* Instruction
Please rewrite the data below, replacing every "instance" with "occurrence" and keeping everything else the same. Omit the pictures from your version.

* Provided data
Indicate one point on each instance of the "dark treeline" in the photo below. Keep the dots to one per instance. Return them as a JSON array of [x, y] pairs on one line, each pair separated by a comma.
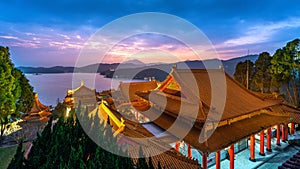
[[277, 74], [16, 94]]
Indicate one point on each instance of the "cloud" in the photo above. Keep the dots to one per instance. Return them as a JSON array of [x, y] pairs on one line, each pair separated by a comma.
[[9, 37], [263, 32]]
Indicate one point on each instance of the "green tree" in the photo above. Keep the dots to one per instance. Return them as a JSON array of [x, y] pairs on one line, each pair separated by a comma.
[[15, 92], [25, 101], [18, 161], [261, 79], [9, 90], [285, 70], [240, 73]]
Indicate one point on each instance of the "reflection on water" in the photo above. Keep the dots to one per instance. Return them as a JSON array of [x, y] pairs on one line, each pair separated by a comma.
[[50, 87]]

* Written answer
Indicate one point on each occurrence of the "dark treeline" in the photo below. Keep the dots to one per occurrence. Return them as a JSON array of [x, y] pairs on one line, each pair separated by a comma.
[[277, 74], [16, 94]]
Indicate one point on each occurrence of the "cloud" in the photo above. Keep the dots to one per occurrence. Return them as a JSON array of [x, y] pairs on one line, each pair separated by a comma.
[[9, 37], [263, 32]]
Indicate one point on each occurrence of the "green tree" in the photo above. Keep the dots to one per occurrence. Return them as a JSON array of [x, y] pairs on one line, each pair separated by a comma.
[[15, 92], [25, 101], [18, 161], [261, 79], [9, 90], [285, 70], [240, 73]]
Indicate one point on each occurrence of the "reflection on water" in the photo above. Keep the dots to one per occurrence. Return them as a JSON array of [x, y] pairs on one line, each pair separated by a comma.
[[50, 87]]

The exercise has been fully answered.